REQUIREMENT — Repeat the data word for word, starting with the line containing "Task: locate the green bush, dropping" and going on through the line containing "TARGET = green bush", both lines included.

"""

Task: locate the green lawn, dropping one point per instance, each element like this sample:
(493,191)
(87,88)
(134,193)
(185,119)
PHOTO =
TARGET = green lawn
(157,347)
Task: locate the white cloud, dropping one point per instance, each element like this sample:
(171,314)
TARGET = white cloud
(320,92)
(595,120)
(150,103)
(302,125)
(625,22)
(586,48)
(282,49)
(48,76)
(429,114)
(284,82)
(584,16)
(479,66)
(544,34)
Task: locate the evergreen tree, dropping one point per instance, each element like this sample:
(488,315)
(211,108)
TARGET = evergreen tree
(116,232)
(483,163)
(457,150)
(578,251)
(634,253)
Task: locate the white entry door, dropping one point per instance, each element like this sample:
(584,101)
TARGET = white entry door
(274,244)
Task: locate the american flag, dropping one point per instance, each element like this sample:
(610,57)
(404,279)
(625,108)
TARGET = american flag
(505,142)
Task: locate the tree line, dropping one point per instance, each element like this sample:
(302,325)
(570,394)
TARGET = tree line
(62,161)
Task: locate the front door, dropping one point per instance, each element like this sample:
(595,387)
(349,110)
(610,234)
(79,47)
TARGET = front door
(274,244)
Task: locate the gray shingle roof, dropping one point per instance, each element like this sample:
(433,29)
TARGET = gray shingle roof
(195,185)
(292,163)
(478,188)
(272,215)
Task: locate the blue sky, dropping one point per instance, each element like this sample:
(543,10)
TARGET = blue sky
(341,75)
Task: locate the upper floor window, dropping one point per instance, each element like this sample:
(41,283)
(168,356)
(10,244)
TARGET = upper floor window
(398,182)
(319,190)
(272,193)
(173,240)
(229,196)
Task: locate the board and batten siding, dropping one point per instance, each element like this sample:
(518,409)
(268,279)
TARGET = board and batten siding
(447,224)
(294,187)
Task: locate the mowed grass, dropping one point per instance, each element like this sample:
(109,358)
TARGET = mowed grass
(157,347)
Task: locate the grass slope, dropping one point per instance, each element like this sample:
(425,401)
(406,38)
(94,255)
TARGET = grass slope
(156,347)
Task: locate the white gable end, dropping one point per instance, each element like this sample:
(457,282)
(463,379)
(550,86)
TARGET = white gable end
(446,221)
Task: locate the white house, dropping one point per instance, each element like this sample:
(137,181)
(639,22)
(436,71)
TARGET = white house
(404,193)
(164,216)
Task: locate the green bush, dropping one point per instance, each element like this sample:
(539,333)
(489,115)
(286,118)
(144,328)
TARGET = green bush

"""
"""

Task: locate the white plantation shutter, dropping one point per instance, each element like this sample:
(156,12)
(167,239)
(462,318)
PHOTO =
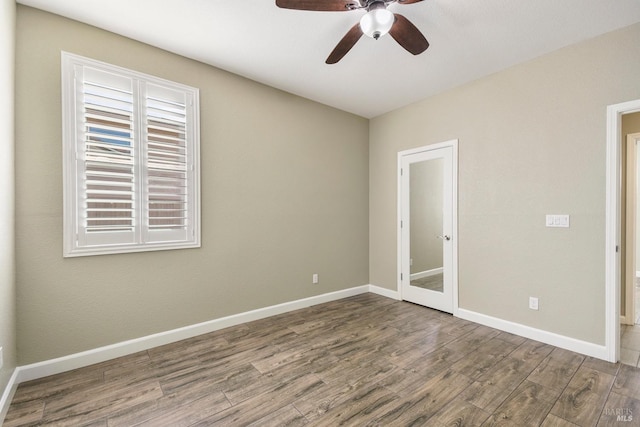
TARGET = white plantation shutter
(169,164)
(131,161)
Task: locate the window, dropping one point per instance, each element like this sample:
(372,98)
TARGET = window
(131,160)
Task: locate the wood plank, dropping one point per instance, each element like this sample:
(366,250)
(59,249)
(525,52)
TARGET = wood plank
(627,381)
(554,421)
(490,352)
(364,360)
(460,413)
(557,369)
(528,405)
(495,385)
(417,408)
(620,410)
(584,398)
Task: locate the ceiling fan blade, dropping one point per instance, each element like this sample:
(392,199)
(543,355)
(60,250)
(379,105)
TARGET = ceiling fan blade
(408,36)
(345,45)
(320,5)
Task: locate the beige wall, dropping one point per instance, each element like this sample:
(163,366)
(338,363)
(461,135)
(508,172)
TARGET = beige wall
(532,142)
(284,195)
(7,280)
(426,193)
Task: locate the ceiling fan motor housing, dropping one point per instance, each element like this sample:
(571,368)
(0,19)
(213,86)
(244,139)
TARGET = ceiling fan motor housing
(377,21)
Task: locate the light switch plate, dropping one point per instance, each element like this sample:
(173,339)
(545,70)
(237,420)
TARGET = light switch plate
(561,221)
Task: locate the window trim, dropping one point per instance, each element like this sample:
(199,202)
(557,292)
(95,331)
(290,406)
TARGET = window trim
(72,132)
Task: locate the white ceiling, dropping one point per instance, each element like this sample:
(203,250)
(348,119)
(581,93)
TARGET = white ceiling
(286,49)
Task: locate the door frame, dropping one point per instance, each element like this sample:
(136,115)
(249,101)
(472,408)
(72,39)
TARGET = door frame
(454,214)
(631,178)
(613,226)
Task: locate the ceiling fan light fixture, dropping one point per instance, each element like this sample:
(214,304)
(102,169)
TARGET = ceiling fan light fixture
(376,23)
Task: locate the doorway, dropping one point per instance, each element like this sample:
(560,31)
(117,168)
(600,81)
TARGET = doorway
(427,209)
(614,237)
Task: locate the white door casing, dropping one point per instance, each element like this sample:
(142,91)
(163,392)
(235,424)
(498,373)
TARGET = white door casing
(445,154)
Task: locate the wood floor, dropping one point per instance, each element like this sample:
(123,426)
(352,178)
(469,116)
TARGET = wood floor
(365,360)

"""

TASK SOLUTION —
Task: locate the green bush, dropping one point per instance, each element like this sample:
(539,333)
(489,115)
(286,118)
(144,328)
TARGET = green bush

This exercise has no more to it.